Task: Copy all of the entries that follow, exactly.

Saved entries:
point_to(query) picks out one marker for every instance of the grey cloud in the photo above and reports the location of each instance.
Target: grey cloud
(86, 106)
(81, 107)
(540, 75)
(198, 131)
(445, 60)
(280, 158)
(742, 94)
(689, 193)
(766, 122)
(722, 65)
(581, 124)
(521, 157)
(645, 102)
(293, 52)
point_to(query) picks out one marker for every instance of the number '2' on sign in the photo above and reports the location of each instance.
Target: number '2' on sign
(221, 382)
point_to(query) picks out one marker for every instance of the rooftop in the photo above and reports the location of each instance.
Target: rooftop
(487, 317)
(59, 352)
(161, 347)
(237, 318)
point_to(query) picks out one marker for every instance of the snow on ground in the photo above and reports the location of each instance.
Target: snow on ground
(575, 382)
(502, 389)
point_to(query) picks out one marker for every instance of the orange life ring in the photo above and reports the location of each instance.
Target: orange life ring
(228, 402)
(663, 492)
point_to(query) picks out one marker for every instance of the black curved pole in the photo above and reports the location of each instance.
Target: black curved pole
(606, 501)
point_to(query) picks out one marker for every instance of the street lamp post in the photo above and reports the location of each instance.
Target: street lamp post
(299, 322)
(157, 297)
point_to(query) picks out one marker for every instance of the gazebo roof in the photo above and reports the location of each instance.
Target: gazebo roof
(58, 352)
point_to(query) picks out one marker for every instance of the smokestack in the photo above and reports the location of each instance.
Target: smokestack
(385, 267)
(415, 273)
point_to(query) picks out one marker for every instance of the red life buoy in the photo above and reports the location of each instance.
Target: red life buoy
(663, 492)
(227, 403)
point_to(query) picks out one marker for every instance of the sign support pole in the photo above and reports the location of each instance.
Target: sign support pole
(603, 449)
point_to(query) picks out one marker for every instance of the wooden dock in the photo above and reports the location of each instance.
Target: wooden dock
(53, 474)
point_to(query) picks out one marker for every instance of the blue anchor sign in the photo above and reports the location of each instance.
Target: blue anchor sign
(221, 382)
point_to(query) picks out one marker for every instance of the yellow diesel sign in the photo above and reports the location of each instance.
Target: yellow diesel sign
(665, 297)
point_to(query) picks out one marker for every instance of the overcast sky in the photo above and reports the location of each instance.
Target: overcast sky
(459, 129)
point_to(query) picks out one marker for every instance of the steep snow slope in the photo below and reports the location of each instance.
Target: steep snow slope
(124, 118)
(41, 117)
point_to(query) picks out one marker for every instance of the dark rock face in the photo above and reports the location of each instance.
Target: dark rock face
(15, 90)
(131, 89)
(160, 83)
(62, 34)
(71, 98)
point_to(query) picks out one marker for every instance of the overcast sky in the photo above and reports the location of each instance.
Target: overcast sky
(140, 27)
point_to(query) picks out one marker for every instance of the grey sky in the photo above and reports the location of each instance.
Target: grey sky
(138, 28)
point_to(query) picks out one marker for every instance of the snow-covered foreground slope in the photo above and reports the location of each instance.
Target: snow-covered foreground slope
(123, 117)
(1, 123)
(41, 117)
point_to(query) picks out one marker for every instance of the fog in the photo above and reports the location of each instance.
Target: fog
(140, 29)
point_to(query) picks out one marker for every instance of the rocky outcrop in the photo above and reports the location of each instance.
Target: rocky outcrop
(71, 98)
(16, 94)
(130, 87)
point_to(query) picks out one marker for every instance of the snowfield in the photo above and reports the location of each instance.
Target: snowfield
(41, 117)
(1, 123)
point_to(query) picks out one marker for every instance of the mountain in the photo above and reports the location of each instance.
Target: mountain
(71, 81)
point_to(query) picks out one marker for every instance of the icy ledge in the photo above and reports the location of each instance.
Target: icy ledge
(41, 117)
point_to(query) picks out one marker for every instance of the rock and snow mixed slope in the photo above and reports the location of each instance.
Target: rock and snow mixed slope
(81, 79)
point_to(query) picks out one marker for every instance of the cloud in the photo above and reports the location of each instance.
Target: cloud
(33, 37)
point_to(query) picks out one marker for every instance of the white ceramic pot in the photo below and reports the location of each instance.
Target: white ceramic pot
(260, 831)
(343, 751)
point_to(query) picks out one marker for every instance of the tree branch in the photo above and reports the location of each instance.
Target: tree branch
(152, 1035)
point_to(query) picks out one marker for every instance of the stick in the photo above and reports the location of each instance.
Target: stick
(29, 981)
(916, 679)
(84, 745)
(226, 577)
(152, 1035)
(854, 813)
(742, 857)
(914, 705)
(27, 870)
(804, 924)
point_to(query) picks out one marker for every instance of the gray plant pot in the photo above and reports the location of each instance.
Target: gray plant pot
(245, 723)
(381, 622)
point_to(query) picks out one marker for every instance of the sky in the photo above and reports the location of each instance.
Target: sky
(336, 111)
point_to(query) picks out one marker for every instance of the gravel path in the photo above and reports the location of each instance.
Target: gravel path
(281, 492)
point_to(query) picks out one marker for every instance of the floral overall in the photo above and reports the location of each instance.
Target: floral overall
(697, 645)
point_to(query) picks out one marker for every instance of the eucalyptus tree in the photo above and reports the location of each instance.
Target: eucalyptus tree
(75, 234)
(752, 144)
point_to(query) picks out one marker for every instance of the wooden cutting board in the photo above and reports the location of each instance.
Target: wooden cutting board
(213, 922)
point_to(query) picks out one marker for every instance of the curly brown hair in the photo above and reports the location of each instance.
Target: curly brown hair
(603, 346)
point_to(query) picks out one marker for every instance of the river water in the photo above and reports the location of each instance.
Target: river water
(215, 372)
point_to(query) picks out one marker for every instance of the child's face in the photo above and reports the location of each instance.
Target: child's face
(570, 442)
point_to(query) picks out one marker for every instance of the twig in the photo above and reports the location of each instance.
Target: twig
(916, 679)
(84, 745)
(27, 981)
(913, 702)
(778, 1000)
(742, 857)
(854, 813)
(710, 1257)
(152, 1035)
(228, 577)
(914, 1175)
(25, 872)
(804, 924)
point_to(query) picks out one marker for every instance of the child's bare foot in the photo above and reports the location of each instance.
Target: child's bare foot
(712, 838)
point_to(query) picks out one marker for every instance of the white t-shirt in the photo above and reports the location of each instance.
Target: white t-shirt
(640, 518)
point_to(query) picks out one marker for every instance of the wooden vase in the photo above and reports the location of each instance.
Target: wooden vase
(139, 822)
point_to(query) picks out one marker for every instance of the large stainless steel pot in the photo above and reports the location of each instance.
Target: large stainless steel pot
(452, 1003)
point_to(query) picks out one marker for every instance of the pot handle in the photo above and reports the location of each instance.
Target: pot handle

Task solution:
point_to(query) picks out one marker for every instance of the grey cloud in the photo above and reports the location of each instance.
Target: grey cloud
(86, 106)
(81, 107)
(540, 75)
(198, 131)
(445, 60)
(280, 158)
(742, 94)
(689, 193)
(766, 122)
(722, 65)
(581, 124)
(521, 157)
(645, 102)
(293, 52)
point_to(query) picks out one marker for every instance of the number '2' on sign in the photo above and reports the location of each instance.
Target: number '2' on sign
(221, 382)
point_to(query) picks out one marker for every instance of the rooftop in the photo above and reports the location of each instance.
Target: rooftop
(487, 317)
(59, 352)
(161, 347)
(237, 318)
point_to(query) picks out one marker for every instance of the snow on ground in the photo above and reports the location of each instance.
Target: snow on ground
(575, 382)
(502, 389)
point_to(query) picks out one marker for every instance of the orange life ring in the photo above and reports the location of each instance.
Target: orange life ring
(228, 402)
(663, 492)
point_to(query) picks out one marker for every instance of the black curved pole in the photo above and reports the location of each instance.
Target: black curved pole
(606, 501)
point_to(query) picks out one marker for every instance of the street lamp post in the photo above and reports the location of each instance.
Target: street lamp post
(299, 322)
(157, 297)
point_to(query) picks out one marker for every instance of the gazebo roof in the photo above and reports the location of each instance.
Target: gazebo roof
(58, 352)
point_to(query) picks out one marker for every instance of the smokestack in the photo above and reports the location of each instance.
Target: smokestack
(385, 267)
(415, 273)
point_to(query) picks out one marker for every instance of the red life buoy in the photo above and reports the location of each instance.
Target: red life buoy
(663, 492)
(227, 403)
point_to(query) picks out one marker for every instance of the sign support pole in the photo above and reports the location of each instance.
Target: sign support pole
(603, 449)
point_to(query) picks out one marker for every instance of the wooden dock in the photo above and reports the location of each instance.
Target: wooden dock
(53, 474)
point_to(query) picks out one marker for every instance of the blue anchor sign in the photo above and reports the location of each instance.
Target: blue anchor sign
(221, 382)
point_to(query) picks out one marker for every instance of the yellow diesel sign in the photo above and reports the location of each instance.
Target: yellow diesel sign
(665, 297)
point_to(query) picks out one marker for every instance of the overcast sky in the photo above and reports the location of each instance.
Target: overcast sky
(459, 129)
point_to(query) picks out one marker for every instance of the steep snow slope in the photo below and reports the location of each instance.
Target: steep snow slope
(124, 118)
(41, 117)
point_to(query) picks out one marker for every instance of the dark rock face in the photo above and reports the location of each instance.
Target: dark rock face
(15, 90)
(131, 89)
(160, 83)
(62, 34)
(71, 98)
point_to(query) picks out one marker for every instance of the overcast sky in the photo above and reports the location of each instance.
Target: overcast sky
(140, 27)
point_to(query) picks out one marker for every instance of the grey sky in the photo above and reports the location of each instance.
Target: grey sky
(138, 28)
point_to(query) picks out one marker for every instance of the snow-covered foreground slope in the photo above and reports the location of each instance.
Target: snow-covered foreground slope
(123, 117)
(1, 123)
(41, 117)
point_to(query) picks out one marker for every instance of the fog in the photo above and reports the location of each instance.
Target: fog
(140, 29)
point_to(query) picks out one marker for every instance of the rocky outcrop in the photo above and reports the location of each instance.
Target: rocky outcrop
(71, 98)
(16, 94)
(130, 87)
point_to(query) picks out one marker for every instance of the snowfield in the photo above and reports the location of each instance.
Target: snowfield
(41, 117)
(1, 123)
point_to(query) picks out one marker for every instance of the mountain in the photo above and reports the location of each instance.
Target: mountain
(71, 81)
point_to(query) picks out one marker for every instance of the icy ledge in the photo above and reports the location of each instance.
Target: icy ledge
(41, 117)
point_to(query) picks out one marker for every instance of the rock and snow mixed slope in the photo above and reports the location of each instance.
Target: rock and snow mixed slope
(81, 79)
point_to(query) picks out one marker for every instance of the cloud in the photo above and reports the location of each instance.
Target: cloud
(33, 37)
point_to(query) picks out one marker for every instance of the white ceramic pot in the photo below and reports the location of each instance.
Target: white ceramic pot
(260, 831)
(343, 751)
point_to(query) picks out one marker for every instance of the tree branch in the photo above and reports the location of each instance.
Target: tree branch
(152, 1035)
point_to(query) picks out one marker for every instance of the stick in the photo above and reports the location of each instance.
Target: stick
(29, 981)
(916, 679)
(84, 745)
(226, 577)
(152, 1035)
(854, 813)
(742, 857)
(914, 705)
(27, 870)
(804, 924)
point_to(query) picks out one marker for every instance of the gray plant pot in the photo above and reports the location of each instance.
Target: gray plant pot
(245, 723)
(381, 622)
point_to(query) picks out one marker for every instance of the sky in the photo above and reports the location of each instance.
Target: sky
(336, 111)
point_to(query) picks out one marker for every instance of the gravel path in the photo above and reports the location of each instance.
Target: gravel path
(281, 492)
point_to(query) picks out one marker for every instance of the floral overall in the photo above and reports the location of each instance.
Target: floral overall
(697, 645)
point_to(query) picks out one marker for every instance of the eucalyptus tree in the photo above and reports the location of each instance.
Target: eucalyptus tree
(75, 234)
(752, 144)
point_to(query) picks out one marker for every instance of the wooden cutting board in the photo above and reports the location of each instance.
Target: wooden cutting board
(213, 922)
point_to(query) picks out one marker for every instance of the curly brown hair in the photo above and reports the location of each instance.
Target: curly brown hair
(603, 346)
point_to(query) picks out one marker for every instance of the river water in the photo above and reports the location of each instance.
Target: river water
(215, 372)
point_to(query) picks out one marker for every instance of the child's face in the photo above and reports the location of each instance.
Target: child's face
(570, 442)
point_to(query) picks out one marker for every instance of the twig in the photo above and reports the location of each instance.
Target: twig
(916, 679)
(84, 745)
(27, 981)
(913, 702)
(778, 1000)
(742, 857)
(854, 813)
(710, 1257)
(152, 1035)
(228, 577)
(914, 1175)
(25, 872)
(804, 924)
point_to(query) picks out one marker for every instance of the child's bare foot in the photo above and reports the location of each instance.
Target: child's bare foot
(712, 838)
point_to(query) picks out one marker for every instance of the white t-shirt in the photo above and reports the location of each instance.
Target: white t-shirt
(640, 518)
point_to(query) picks out one marker for every instance of the wooden vase in the photo above and reports the location of each instance.
Target: wooden vase
(139, 822)
point_to(query) picks out one marker for every instance of the large stainless steel pot in the photo above and reports the location of each instance.
Target: large stainless steel pot
(452, 1003)
point_to(query) picks out one marker for every instance of the pot handle in the photo above and reports the location of each instance.
Target: pot handle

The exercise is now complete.